● **Problem to work on**
The response must reproduce every record below without alteration.

━━━━━ Task input

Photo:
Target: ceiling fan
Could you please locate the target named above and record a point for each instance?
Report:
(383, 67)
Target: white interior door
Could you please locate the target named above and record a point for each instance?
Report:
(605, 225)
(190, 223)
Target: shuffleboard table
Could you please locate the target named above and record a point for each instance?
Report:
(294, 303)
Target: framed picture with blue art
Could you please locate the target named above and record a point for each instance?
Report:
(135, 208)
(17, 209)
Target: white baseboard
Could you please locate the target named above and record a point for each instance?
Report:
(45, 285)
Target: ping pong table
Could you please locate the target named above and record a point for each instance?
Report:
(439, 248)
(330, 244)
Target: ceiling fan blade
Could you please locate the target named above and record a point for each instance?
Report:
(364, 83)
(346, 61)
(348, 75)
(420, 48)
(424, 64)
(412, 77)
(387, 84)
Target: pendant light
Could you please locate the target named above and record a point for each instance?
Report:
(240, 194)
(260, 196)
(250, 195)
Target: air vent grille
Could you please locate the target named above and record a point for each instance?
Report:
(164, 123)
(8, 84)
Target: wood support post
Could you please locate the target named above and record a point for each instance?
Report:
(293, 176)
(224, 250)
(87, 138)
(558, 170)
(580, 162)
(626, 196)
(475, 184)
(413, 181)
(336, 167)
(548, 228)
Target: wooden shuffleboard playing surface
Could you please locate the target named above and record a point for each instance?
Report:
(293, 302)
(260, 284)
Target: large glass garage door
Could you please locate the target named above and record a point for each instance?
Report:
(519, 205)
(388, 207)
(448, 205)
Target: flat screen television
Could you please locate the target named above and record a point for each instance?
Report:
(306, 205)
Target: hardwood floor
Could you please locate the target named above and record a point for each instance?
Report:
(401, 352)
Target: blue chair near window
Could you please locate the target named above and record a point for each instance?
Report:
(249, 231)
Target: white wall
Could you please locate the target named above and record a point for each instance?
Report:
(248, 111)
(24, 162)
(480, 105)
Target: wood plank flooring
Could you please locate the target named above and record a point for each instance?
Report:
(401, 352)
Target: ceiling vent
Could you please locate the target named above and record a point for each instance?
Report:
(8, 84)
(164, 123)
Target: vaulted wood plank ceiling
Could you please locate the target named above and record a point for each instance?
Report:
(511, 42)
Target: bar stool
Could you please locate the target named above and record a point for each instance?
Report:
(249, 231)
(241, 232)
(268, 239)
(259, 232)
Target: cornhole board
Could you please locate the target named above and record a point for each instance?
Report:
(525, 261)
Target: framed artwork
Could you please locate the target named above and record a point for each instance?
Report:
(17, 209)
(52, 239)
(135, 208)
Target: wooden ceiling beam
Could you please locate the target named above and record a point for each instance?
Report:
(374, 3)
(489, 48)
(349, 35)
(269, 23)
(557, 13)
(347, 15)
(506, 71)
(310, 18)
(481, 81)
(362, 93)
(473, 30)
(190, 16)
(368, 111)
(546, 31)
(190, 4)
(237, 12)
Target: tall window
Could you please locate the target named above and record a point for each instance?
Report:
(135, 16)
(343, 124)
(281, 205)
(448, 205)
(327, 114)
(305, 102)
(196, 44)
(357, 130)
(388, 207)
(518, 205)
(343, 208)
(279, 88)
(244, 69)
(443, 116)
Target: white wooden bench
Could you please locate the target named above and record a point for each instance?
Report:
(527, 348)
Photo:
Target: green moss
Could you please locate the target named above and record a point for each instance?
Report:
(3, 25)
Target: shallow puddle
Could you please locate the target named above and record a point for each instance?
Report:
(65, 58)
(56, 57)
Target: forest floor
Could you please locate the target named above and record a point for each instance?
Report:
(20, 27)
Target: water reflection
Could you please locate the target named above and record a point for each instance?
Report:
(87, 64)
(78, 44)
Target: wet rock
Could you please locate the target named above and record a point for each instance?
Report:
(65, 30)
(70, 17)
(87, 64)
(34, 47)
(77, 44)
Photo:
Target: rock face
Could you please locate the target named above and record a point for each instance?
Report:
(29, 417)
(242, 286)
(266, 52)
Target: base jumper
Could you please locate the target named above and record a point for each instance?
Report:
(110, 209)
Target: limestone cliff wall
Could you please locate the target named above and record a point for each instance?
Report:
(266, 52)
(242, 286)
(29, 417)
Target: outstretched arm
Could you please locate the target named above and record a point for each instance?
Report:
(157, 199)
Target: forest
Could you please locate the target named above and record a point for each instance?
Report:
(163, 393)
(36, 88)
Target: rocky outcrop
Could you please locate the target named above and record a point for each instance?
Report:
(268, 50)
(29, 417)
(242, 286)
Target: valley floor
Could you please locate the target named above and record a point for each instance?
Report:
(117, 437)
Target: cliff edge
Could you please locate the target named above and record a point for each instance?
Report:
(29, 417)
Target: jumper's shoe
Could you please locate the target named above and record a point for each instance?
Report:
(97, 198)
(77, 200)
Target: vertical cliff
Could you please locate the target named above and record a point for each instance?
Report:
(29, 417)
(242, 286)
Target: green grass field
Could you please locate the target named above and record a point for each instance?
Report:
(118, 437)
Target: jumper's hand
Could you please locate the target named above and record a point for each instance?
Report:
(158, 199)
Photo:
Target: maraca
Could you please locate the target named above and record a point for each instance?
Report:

━━━━━━━━━━

● **Response to the exercise**
Photo:
Target: ceiling fan
Could you please locate the target named above and record a point for each instance?
Report:
(383, 67)
Target: white interior door
Could you please locate the target named above and record a point for each instance?
Report:
(605, 225)
(190, 223)
Target: shuffleboard table
Could you please locate the target named above and record a point for each instance?
Report:
(294, 303)
Target: framed picture with blue art
Could you please locate the target named above and record a point for each instance?
Report:
(135, 208)
(17, 209)
Target: white baseboard
Could you please locate the target named above and record a point for each instance?
Report:
(45, 285)
Target: ping pong table
Could you please locate the target named above and record a point for each instance?
Report:
(439, 248)
(330, 244)
Target: ceiling fan blade
Could you please locate the target named above and record a point for each instance?
Report:
(364, 83)
(346, 61)
(348, 75)
(420, 48)
(424, 64)
(412, 77)
(387, 84)
Target: pendant light
Could you please locate the target named above and record a point for each instance?
Report:
(240, 194)
(260, 196)
(250, 195)
Target: air vent grille
Could you please locate the target named above and record a point for each instance?
Report:
(164, 123)
(8, 84)
Target: wood support post
Could you please locate the target named above and record a point for each instance?
Report:
(293, 176)
(224, 250)
(87, 138)
(558, 170)
(580, 162)
(626, 196)
(475, 184)
(413, 181)
(336, 167)
(548, 228)
Target: wooden shuffleboard playing surface
Could you please locate the target named above and record a point for each instance?
Report:
(293, 302)
(260, 284)
Target: large glass garage door
Could you please locate the target named above and record a point for each instance?
Report:
(519, 205)
(388, 207)
(448, 205)
Target: flat screen television
Could you please locate the target named above and record a point for each instance?
Report:
(306, 205)
Target: hardwood floor
Could you please locate the target named above and record a point for each instance?
Report:
(401, 352)
Target: blue chair near window
Could you please locate the target named above and record a point for each instance?
Report:
(249, 231)
Target: white wall
Could you please locate the target named above and record a point for each instance?
Report:
(248, 111)
(24, 162)
(480, 105)
Target: wood plank flooring
Could you please locate the target named above and record a point for each instance?
Report:
(401, 352)
Target: ceiling vent
Could you please locate the target named above and record a point for each instance?
Report:
(8, 84)
(164, 123)
Target: vaulted wood plank ceiling
Could you please locate the target named above and record a point for each instance?
Report:
(511, 42)
Target: bar stool
Could you please locate the target named above and record a point for each instance?
Report:
(249, 231)
(241, 232)
(268, 239)
(259, 232)
Target: cornhole board
Could you please locate the target named above and record a point for each instance?
Report:
(525, 261)
Target: framed artwork
Could you please locate the target named above and record a point for each instance?
Report:
(17, 209)
(52, 239)
(135, 208)
Target: wooden ceiling beam
Could you please locate the target named above and record a point for each instance?
Report:
(374, 3)
(489, 48)
(349, 35)
(269, 23)
(557, 13)
(347, 15)
(506, 71)
(310, 18)
(481, 81)
(362, 93)
(473, 30)
(190, 16)
(368, 111)
(546, 31)
(190, 4)
(237, 12)
Target: tall window
Could you please locate the target named above and record a point for each instance?
Report:
(135, 16)
(343, 124)
(281, 205)
(448, 205)
(327, 114)
(305, 102)
(196, 44)
(357, 130)
(388, 207)
(518, 205)
(343, 208)
(279, 88)
(244, 69)
(443, 116)
Target: white wooden bench
Could you please locate the target named above and record a point for each instance?
Report:
(527, 348)
Photo:
Target: green moss
Could you please locate the target named above and record a point for each instance?
Report:
(3, 25)
Target: shallow puddle
Could you please locate the target named above and record a point for each instance?
Report:
(65, 58)
(56, 57)
Target: forest floor
Could you please locate the target named above and record a point for each instance?
Report:
(20, 27)
Target: water reflection
Could you please locate the target named above and record a point for each instance?
Report:
(87, 64)
(78, 44)
Target: wet rock
Could you please locate the target named above and record a point for each instance?
Report:
(65, 30)
(70, 17)
(87, 64)
(34, 47)
(77, 44)
Photo:
Target: rock face
Could you please locate the target named above and record a point for each instance?
Report:
(29, 417)
(242, 286)
(266, 52)
Target: base jumper
Could you please locate the target named above and record a point for each instance?
Report:
(110, 209)
Target: limestone cliff wall
Could you please locate the target named above and record a point for each instance?
Report:
(266, 52)
(242, 286)
(29, 417)
Target: outstretched arm
Could you please locate the target named above and record a point for each instance?
Report:
(157, 199)
Target: forest
Could you please locate the target named above and record a point for each instance?
Report:
(163, 393)
(36, 88)
Target: rocky outcrop
Could you please locate the target named above and record a point for each instance?
Report:
(268, 50)
(29, 417)
(242, 286)
Target: valley floor
Could you please locate the target named above and record a point for each instance?
Report:
(117, 437)
Target: cliff edge
Could you please locate the target named above and record a point for each instance?
Report:
(29, 417)
Target: jumper's shoe
Could you please locate the target named above and record a point for each instance?
Report:
(97, 198)
(77, 200)
Target: vertical cliff
Could you please locate the target named above and record a point for each instance?
Report:
(29, 417)
(242, 286)
Target: green grass field
Could you please locate the target named above and record a point for each instance?
Report:
(118, 437)
Target: jumper's hand
Could you please locate the target named above and record a point for each instance?
Report:
(158, 199)
Photo:
Target: maraca
Could you please locate the target named above and record a point for each instance?
Report:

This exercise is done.